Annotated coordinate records
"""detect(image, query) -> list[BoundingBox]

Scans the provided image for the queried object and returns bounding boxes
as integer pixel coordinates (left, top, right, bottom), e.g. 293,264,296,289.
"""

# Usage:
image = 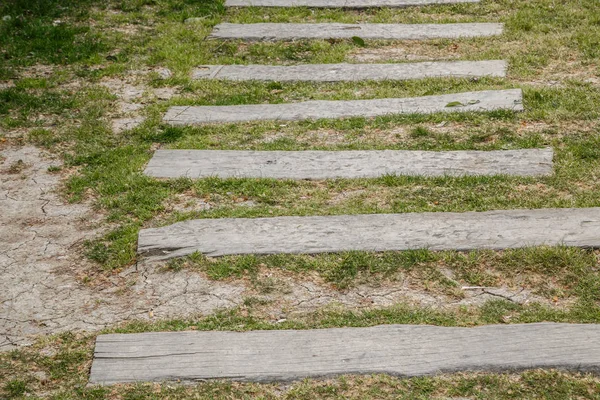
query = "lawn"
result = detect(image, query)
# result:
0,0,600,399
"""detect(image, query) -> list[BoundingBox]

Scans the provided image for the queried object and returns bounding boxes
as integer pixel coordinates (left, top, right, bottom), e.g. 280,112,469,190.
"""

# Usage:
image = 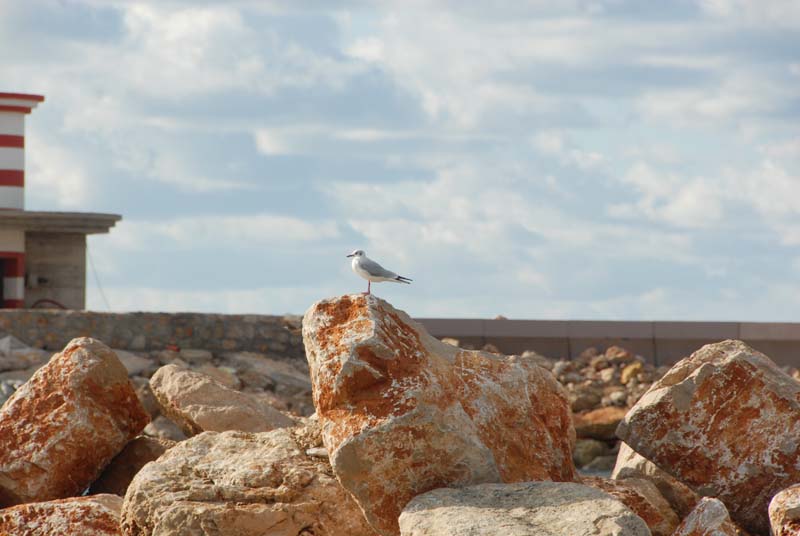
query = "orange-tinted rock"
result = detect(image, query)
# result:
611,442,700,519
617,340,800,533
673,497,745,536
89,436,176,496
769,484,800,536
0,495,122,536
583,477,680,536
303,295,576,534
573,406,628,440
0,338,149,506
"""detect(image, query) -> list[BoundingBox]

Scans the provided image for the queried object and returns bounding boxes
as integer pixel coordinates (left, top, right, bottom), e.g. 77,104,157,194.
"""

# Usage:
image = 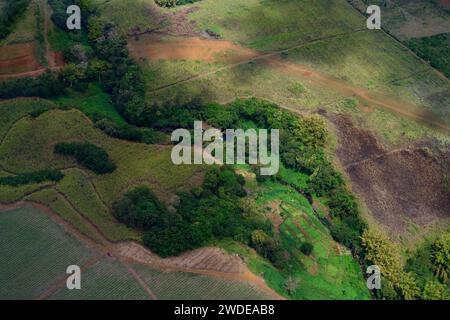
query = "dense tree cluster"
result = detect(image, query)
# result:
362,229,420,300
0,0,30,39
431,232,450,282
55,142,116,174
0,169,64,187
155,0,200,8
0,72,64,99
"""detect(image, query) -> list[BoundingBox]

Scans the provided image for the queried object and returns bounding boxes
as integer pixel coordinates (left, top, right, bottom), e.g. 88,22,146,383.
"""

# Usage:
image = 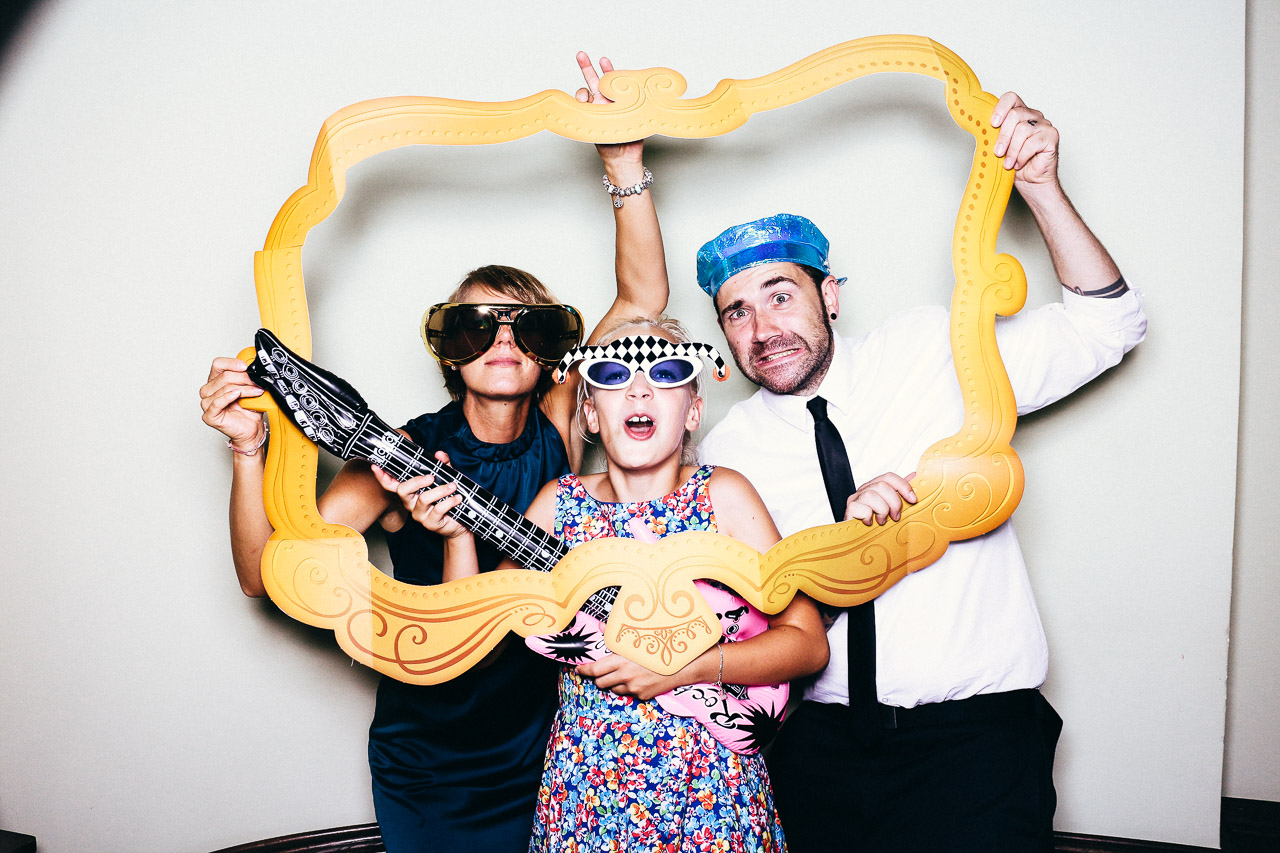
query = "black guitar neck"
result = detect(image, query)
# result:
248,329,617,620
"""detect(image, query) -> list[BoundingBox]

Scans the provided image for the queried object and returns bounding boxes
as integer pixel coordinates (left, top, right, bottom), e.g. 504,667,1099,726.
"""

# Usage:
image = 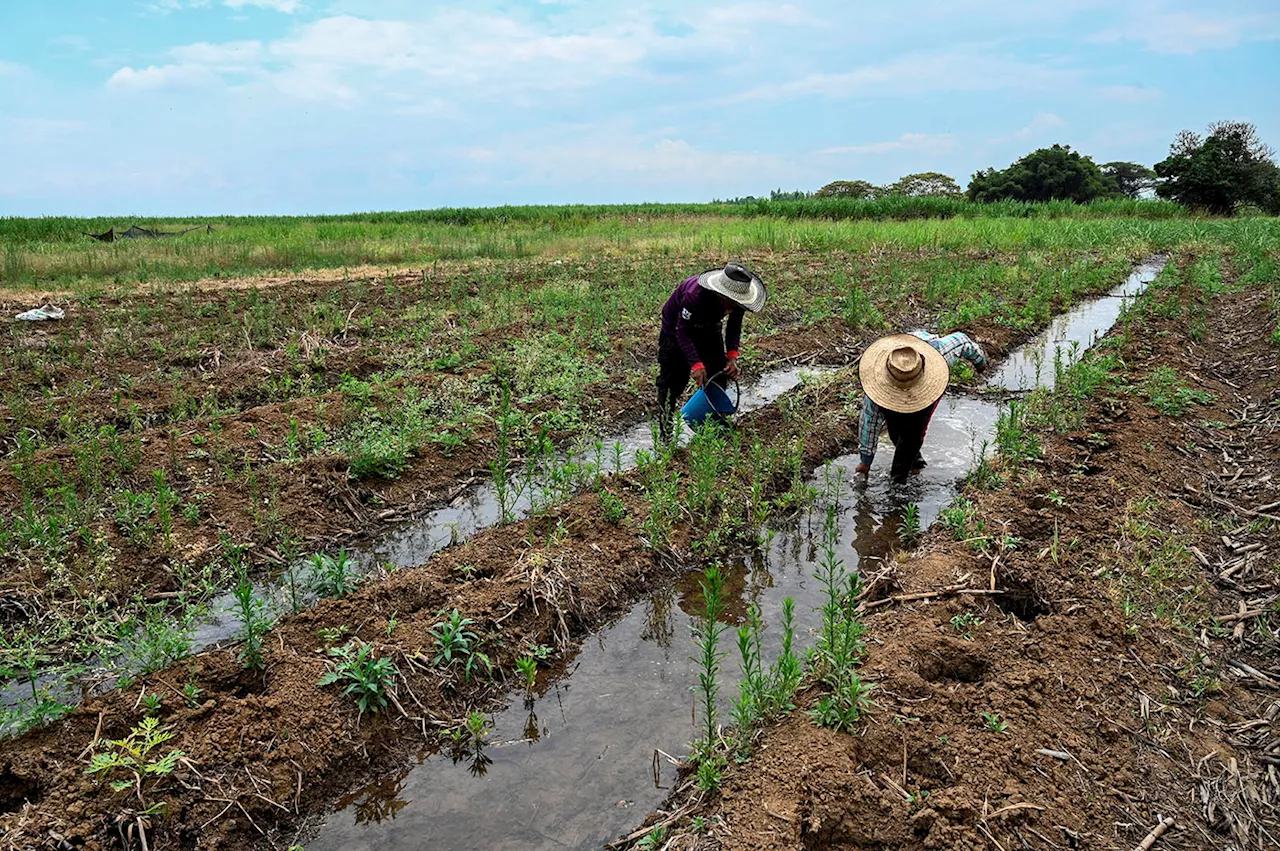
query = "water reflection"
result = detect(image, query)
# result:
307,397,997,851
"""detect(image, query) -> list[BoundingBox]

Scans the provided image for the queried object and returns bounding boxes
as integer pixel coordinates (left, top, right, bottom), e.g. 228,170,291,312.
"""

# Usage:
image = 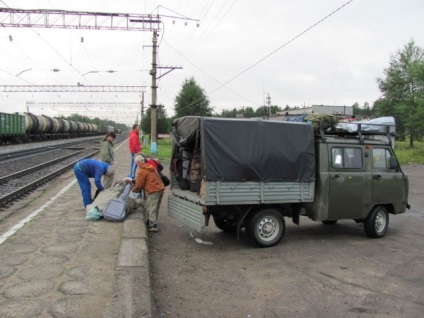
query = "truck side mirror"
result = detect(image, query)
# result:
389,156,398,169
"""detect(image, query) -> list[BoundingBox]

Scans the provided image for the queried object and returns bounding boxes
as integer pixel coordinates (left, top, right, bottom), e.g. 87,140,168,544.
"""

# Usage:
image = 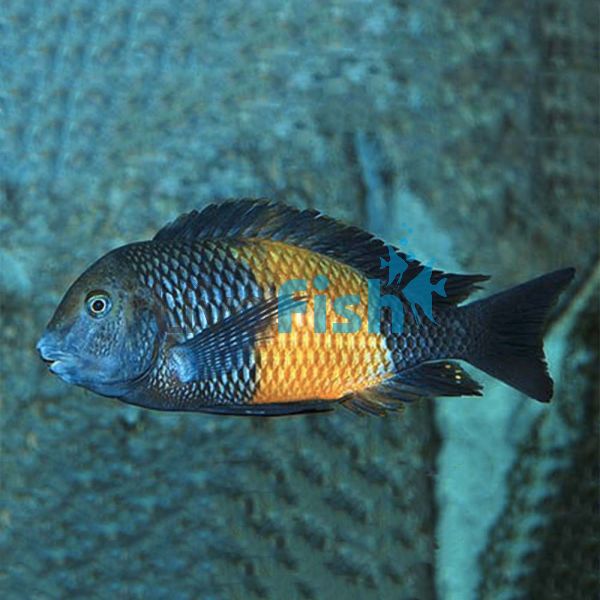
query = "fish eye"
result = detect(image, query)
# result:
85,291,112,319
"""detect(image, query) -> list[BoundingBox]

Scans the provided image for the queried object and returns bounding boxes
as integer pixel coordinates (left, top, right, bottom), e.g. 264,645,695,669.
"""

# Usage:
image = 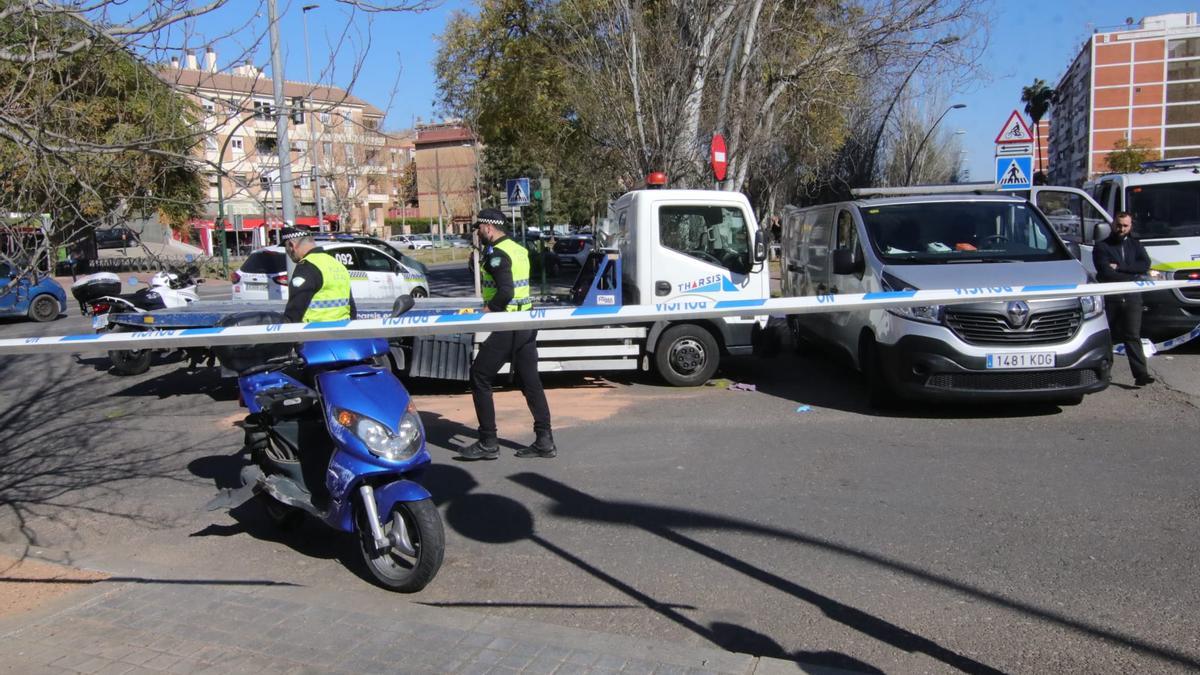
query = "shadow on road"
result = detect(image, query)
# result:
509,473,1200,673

• _Given task_: Update all the rows above by replacing "provided" with "supplied" and keeping everything else unchanged. Leave the pictures out of your answer.

• _Response_:
"""detect(image, query) -> list[BoundingBox]

Scans the supplied image for the queried object and returns bounding boxes
as integer pixel coordinates (left, top, right, bottom), e.g. 293,264,296,289.
"""

# Usage:
image = 
query = "lawn"
result = detect(image, query)
# result:
0,0,600,399
"""detect(image, query) -> list[BoundingBox]

Scans the supplied image for the queried object and returns bounding boxes
as integer pixel coordinates (left, top, right, bottom), e.g. 280,112,469,190.
"""

# Usage:
image = 
query = "orange-tinted rock"
result = detect(image, query)
# result:
611,442,700,519
617,340,800,533
673,497,745,536
89,436,176,496
769,484,800,536
0,495,122,536
583,477,680,536
303,295,576,534
573,406,628,440
0,338,149,506
"""detect(image, query) -> list[BoundingBox]

Scans the supplied image for the queried object and returns bounding boxes
as integer pixel coordinates (left, top, right, bottom), e.g. 77,104,157,194.
"""

# Usage:
image = 
query = "dense tree cluster"
result = detect(image, query)
# result:
362,229,420,300
0,0,30,39
431,232,450,282
55,142,116,174
0,169,64,187
155,0,200,8
0,72,64,99
"""detect(image, query) -> list[BoundingBox]

Scans the supplied image for the queried object and returns bounding boxes
as integer pixel coordinates (left, top, right, bottom), e.g. 88,22,146,383.
"""

# Usage:
image = 
query = "black guitar neck"
result = detect(image, query)
# result:
248,329,617,620
"""detect(image, query) -> list[BoundingBox]

Scans the supplied image for the queried object and returns bounding boxes
as integer pixel coordinates (left, top, right, bottom), e.g. 504,667,1099,726.
"""

# Usage:
image = 
query = "water reflection"
result = detect(image, query)
# result:
307,397,997,851
"""detect(image, query) -> list[BoundingBox]

Scans the supplied image for the queried object and returns bounding boxes
as integer pixel coordinates (left, top, right, bottom), e.g. 228,170,291,312.
"""

# Usage:
image = 
query = "truck side mirror"
result = detect(image, query)
# result:
389,156,398,169
"""detect(image, query) -> list[BoundingBox]

Scans the supplied image for the queried object and returns bounding boxes
as integer pixel coordinates (left, top, right, bottom), e.g. 87,140,168,544.
"""

# Usage:
image = 
query = "fish eye"
result = detect(image, query)
# result:
85,291,112,319
"""detect(image, query) -> list[BoundingBox]

Scans the supplied image for the queried object and returns bounding boxes
as integer pixel coordinates (left, top, right, bottom), e.g. 264,645,695,669.
"""

# Usage:
image = 
query = "shadow on road"
result = detect(image, query)
# result:
509,473,1200,673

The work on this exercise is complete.